- **Instructions for the task**
Pull out every line of the material below that contains the word "blue".
========================================================================
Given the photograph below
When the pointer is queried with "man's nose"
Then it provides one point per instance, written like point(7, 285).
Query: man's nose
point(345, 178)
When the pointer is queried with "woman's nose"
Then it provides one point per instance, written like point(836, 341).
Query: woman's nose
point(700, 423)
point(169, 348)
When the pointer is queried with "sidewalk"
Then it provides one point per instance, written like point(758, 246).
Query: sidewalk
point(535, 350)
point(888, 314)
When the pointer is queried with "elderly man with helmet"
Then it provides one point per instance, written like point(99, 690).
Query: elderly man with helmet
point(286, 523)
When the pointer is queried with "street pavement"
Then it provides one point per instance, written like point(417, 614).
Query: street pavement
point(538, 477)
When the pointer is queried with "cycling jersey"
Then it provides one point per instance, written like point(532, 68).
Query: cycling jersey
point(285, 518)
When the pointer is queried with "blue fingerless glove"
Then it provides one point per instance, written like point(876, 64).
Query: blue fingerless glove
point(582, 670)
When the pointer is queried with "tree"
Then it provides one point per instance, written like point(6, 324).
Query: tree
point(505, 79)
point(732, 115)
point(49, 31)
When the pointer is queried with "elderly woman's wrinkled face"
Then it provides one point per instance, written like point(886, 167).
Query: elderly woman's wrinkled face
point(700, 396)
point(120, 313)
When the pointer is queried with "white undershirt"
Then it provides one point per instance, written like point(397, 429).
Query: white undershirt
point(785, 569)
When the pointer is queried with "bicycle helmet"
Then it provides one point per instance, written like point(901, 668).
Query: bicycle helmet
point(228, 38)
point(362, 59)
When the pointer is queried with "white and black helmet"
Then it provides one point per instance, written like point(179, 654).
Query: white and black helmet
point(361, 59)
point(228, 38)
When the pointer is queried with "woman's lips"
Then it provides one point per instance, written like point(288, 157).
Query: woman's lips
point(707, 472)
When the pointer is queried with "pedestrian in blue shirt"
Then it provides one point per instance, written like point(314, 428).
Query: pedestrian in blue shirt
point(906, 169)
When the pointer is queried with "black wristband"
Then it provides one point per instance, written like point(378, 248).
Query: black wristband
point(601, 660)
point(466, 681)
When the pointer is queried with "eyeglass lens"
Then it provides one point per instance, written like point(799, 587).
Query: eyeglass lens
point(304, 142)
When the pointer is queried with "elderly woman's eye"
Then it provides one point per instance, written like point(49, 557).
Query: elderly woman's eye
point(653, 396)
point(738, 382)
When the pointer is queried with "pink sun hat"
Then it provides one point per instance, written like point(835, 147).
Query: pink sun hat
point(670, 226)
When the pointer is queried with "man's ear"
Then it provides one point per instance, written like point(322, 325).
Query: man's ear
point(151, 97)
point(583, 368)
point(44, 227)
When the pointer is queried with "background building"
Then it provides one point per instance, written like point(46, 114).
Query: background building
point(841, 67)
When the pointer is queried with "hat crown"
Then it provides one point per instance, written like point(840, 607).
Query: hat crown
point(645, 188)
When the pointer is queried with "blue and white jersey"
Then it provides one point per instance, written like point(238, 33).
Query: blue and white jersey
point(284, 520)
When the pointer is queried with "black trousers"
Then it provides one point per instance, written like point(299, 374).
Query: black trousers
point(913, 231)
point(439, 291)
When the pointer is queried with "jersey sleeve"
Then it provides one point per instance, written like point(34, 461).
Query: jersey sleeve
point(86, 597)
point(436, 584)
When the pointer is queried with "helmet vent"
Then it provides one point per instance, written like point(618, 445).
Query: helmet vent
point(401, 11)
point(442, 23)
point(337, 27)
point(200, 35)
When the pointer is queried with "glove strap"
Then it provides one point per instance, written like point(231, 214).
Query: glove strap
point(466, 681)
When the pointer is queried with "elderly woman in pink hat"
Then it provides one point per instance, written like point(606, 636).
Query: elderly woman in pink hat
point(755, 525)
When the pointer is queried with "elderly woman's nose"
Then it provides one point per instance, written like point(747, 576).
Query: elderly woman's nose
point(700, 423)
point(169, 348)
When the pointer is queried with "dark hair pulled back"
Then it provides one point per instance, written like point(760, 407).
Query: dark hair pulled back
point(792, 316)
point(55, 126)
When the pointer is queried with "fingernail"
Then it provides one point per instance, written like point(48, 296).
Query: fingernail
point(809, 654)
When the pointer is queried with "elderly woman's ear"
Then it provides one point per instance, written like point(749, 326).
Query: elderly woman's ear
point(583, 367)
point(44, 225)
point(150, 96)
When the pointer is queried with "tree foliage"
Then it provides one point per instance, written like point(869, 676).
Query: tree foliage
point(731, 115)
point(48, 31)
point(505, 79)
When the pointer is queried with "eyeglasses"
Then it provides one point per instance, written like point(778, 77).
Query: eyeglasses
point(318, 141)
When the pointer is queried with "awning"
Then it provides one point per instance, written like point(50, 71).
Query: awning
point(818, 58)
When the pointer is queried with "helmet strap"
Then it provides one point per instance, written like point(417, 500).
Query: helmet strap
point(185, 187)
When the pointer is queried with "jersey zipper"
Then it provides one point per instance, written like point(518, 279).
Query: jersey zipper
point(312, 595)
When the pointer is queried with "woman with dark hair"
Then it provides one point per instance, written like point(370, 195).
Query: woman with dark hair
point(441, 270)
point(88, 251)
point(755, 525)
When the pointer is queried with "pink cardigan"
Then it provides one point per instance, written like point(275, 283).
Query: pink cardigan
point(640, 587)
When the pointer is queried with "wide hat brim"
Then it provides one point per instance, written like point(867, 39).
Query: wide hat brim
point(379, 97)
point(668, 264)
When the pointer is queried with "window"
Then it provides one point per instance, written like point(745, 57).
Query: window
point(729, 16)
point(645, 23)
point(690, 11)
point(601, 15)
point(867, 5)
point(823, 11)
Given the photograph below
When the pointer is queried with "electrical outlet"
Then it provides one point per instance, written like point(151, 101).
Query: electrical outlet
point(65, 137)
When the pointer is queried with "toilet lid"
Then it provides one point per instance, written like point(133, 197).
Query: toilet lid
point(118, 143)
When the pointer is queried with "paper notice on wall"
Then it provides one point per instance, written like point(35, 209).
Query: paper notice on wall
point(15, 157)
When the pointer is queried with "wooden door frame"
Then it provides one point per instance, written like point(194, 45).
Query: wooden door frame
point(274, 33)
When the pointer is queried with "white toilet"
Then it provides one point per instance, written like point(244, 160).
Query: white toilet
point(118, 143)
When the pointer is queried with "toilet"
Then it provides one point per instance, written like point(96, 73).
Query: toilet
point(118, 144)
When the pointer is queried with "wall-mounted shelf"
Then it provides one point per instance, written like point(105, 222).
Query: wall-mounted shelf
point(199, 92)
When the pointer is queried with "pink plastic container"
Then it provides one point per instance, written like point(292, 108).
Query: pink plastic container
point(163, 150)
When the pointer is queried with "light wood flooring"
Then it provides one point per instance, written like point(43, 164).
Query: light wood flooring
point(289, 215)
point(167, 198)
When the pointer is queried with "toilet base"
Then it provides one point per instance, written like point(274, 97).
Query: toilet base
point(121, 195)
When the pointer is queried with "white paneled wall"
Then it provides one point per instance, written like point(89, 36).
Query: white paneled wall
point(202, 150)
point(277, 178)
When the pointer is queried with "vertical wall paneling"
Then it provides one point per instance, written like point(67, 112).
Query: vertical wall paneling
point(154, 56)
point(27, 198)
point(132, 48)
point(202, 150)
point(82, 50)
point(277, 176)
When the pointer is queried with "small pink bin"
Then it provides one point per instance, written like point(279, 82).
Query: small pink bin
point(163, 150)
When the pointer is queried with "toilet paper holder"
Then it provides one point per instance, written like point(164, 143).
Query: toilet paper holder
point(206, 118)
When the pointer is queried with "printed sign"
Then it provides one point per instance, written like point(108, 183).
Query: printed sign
========================================================================
- **Right answer**
When the pointer is queried with "blue fingerless glove"
Query: blue fingerless glove
When the pointer is queried with "pedestrian in blue shirt"
Query: pedestrian in blue shirt
When the pointer is queried with "blue and white jersey"
Query: blue and white jersey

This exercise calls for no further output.